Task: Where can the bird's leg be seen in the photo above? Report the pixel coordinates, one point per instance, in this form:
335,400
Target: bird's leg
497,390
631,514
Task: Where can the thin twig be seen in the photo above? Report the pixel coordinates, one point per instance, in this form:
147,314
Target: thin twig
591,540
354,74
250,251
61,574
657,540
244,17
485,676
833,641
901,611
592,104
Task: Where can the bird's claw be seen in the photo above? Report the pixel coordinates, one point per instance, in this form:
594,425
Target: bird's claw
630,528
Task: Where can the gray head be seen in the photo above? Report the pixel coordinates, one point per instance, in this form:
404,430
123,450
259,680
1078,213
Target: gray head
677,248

Action item: Set down, exactly and only, the lines running from the one holding "Target: thin twig" through the end of the records above, both ends included.

Exercise result:
Target: thin twig
591,540
354,74
250,251
61,574
657,540
244,17
485,676
833,641
901,611
592,104
Task: Where can the bird's claw be seen in the photo above? Report the pixel coordinates, one point per instance, in this form:
594,425
Target: bird's claw
630,528
Task: Where can the gray head be seen in the photo above? Report the pixel coordinates, one point per instance, in this form:
404,430
123,450
259,680
1078,213
Target: gray head
677,248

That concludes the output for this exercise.